— start Text section —

The list was long and included such things as health, love, talent, power, wealth, and fame.
He showed the list around, asking others for their opinion. A wise, old friend of the young man’s family looked the list over and said, Joshua this is an excellent list.
It is set down in a reasonable order. But it appears, my young man, that you have omitted the most important element of all.
You have forgotten one ingredient, lacking which, each possession becomes a hideous torment, and your list as a whole an intolerable burden.
And what is that missing ingredient? Joshua asked. The wise, old friend replied by taking a pencil and crossed out Joshua’s entire list. Then he wrote down three words: Peace of Mind.
That young man, Joshua Liebman, later became the author of the inspiring book which has sold millions of copies.
Peace of Mind answers a vital need. It correlates discoveries in the science of psychology with the eternal verities which have been handed down by generations of prophets and great religious leaders. Dr. Liebman explores the many facets of human emotions and reveals how, in the inward quest for peace of mind, the penetrating visions of psychology are an indispensable ally.

— end Text section —
— start Raw records —

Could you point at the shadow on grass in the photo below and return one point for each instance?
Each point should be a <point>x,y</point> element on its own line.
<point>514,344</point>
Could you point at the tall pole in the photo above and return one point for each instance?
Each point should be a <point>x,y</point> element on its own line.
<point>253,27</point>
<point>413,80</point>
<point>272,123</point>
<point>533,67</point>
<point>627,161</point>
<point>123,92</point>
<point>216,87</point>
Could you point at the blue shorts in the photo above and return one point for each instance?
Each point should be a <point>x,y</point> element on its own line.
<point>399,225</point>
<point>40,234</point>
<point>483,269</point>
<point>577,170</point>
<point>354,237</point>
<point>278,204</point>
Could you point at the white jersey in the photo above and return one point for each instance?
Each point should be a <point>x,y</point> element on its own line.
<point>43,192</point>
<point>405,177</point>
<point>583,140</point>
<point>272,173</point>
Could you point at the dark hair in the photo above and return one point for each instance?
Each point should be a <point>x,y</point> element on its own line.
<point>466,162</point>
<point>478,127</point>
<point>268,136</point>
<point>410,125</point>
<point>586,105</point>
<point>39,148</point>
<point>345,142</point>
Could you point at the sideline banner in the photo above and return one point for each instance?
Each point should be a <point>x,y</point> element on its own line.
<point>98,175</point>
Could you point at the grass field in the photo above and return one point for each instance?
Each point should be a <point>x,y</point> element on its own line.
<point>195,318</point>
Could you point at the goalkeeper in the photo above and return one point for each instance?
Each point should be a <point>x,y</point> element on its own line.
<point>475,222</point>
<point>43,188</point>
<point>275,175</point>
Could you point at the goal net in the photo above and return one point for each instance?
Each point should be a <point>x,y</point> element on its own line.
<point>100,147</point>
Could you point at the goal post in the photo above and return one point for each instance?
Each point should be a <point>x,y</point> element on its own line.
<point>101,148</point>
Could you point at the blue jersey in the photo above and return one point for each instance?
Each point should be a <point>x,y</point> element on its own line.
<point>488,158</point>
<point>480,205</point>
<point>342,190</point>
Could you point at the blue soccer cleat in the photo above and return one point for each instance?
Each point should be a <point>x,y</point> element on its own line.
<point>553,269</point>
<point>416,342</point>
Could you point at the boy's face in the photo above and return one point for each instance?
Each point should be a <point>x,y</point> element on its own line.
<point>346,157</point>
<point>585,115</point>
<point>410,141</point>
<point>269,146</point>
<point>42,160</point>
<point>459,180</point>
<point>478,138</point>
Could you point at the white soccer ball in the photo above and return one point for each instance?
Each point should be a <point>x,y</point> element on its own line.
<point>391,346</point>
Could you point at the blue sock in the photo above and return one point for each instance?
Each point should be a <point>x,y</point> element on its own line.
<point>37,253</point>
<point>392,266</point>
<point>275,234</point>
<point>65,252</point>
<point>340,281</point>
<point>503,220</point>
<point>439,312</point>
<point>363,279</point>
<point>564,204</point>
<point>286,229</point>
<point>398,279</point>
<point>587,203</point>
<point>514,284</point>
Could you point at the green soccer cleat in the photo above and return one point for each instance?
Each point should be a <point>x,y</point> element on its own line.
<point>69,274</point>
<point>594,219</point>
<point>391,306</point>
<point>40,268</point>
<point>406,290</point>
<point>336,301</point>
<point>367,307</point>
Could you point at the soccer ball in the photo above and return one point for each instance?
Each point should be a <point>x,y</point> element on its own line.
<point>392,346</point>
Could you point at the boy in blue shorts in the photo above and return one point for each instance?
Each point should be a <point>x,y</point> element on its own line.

— end Raw records —

#### Prompt A:
In the passage about Joshua Liebman's list, what three words did the old family friend write after crossing the list out?
#### Prompt B:
Retype the stretch of the passage about Joshua Liebman's list from "He showed the" through "an excellent list.".

#### Complete output A:
Peace of Mind.

#### Complete output B:
He showed the list around, asking others for their opinion. A wise, old friend of the young man’s family looked the list over and said, Joshua this is an excellent list.